How did you install fluent operator?

No response

What happened?

No response

Your Error Log

n/a

Additional context

No response

frankgreco avatar Jun 02 '22 19:06 frankgreco

@frankgreco Thanks for reporting this, and we'll take a look at this

benjaminhuo avatar Jun 05 '22 12:06 benjaminhuo

This is because fluentbit 1.7 and earlier versions had two values, with the upgrade of fluentbit the value of this parameter is only one value. You can see here.

wenchajun avatar Jun 06 '22 03:06 wenchajun

@wenchajun It makes sense then for backwards compatibility. However, anyone that is isn't familiar with FluentBit v1.7 or earlier (which I assume is most people) will be confused. Perhaps there could be a KeyDoesNotExistLegacy or something that makes it less confusing (I guess this would be a breaking change so not ideal)? At a minimum a code comment describing what to do for earlier versions (empty string value).

Also, what is the end of life timeline for FluentBit versions. When will 1.7 be EOL?

frankgreco avatar Jun 06 '22 16:06 frankgreco

@wenchajun what do you think?

frankgreco avatar Jun 08 '22 22:06 frankgreco

1.7 and 1.8 are already EOL, I like the suggestion of KeyDoesNotExistLegacy or an alternative. Do we need to raise in Fluent Bit main repo?

agup006 avatar Jun 08 '22 23:06 agup006

1.7 and 1.8 are already EOL, I like the suggestion of KeyDoesNotExistLegacy or an alternative. Do we need to raise in Fluent Bit main repo?

********

## Task
In the Fluent Bit thread, which Fluent Bit versions are said to be already end of life?

## Given data
********

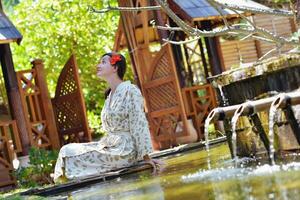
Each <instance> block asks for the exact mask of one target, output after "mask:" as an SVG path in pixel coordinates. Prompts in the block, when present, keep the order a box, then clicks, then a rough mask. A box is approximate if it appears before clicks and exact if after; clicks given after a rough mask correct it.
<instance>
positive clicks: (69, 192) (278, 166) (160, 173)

********

## Expected answer
Versions 1.7 and 1.8.